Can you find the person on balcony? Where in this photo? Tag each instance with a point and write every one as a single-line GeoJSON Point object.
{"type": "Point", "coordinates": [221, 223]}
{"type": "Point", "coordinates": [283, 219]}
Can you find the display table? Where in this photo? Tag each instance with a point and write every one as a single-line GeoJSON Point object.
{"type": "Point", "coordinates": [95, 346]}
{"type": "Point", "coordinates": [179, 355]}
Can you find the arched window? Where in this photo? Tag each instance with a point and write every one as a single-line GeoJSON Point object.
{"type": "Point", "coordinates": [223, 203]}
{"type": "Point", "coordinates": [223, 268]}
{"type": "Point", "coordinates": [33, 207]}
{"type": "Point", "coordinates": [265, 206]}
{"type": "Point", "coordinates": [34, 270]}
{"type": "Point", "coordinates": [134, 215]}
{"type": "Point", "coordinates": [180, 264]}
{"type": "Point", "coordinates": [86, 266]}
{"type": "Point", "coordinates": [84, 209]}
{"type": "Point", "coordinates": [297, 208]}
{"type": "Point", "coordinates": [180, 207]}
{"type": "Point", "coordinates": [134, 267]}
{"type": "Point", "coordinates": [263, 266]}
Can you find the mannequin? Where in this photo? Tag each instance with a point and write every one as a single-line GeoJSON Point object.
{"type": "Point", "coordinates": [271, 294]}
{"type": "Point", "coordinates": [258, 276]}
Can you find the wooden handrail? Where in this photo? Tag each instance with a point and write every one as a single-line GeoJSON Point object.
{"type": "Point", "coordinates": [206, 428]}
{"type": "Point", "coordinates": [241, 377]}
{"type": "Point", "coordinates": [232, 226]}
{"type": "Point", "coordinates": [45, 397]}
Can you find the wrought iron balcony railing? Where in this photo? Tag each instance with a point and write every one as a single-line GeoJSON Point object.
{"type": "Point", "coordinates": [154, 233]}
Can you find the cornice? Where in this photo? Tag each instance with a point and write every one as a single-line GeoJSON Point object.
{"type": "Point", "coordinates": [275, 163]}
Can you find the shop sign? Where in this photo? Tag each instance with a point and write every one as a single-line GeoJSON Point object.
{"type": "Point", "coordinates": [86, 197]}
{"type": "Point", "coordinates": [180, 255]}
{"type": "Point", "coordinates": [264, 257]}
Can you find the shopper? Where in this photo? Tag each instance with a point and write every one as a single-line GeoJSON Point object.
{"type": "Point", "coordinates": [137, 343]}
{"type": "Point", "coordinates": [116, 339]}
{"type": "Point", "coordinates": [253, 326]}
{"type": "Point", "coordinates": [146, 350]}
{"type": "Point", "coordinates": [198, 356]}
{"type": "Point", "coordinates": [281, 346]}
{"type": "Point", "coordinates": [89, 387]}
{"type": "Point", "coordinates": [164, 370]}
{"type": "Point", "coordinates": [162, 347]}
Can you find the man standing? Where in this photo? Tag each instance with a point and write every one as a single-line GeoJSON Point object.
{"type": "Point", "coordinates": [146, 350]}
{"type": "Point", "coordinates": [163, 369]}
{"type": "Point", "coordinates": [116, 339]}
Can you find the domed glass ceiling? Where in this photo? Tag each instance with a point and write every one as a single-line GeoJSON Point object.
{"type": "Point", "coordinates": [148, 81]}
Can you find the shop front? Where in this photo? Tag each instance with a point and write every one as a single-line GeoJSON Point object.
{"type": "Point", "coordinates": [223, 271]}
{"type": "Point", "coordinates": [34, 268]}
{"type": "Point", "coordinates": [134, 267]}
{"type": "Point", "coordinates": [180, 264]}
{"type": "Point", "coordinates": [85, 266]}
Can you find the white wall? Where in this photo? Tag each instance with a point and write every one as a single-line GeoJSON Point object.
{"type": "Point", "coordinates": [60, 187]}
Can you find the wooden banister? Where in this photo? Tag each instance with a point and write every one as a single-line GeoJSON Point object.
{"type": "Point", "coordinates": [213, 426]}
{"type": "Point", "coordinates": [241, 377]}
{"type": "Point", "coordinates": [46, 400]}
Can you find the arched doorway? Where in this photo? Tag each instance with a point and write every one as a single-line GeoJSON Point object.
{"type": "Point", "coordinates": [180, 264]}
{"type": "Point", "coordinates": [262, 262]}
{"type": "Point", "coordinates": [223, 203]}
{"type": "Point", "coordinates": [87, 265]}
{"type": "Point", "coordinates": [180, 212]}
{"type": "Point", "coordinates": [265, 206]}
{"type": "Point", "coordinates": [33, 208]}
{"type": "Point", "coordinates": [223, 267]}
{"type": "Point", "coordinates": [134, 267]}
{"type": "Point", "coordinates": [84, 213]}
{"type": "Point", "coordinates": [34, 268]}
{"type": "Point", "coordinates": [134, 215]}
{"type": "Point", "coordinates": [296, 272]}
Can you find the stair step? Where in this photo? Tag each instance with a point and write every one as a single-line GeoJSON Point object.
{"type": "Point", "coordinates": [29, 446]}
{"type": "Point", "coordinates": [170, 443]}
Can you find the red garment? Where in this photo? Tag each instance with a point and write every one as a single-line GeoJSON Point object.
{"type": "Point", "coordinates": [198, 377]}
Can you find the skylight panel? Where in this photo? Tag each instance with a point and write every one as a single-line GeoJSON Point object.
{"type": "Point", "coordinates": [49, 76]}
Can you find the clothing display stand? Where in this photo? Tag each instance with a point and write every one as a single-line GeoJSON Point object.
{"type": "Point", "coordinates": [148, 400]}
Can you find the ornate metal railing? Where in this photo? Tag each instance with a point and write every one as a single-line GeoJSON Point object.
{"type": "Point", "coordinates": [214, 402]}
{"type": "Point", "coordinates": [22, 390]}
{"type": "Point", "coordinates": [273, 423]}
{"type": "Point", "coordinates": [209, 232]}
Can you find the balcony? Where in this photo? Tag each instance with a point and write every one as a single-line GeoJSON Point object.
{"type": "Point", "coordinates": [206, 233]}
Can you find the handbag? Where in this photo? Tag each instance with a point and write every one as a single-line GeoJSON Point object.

Prompt →
Please copy the records from the line holding "Can you find the balcony?" through the end of the records, inclusive, replacing "Tag" with "Mark" and leaving everything else unchanged.

The solution →
Can you find the balcony? Where in this photo? Mark each instance with a point and write every one as a single-line GeoJSON Point object.
{"type": "Point", "coordinates": [206, 233]}
Can you find the handbag? Where in this photo? Mark each instance with a point and write every one as a single-line GeoJSON Point object.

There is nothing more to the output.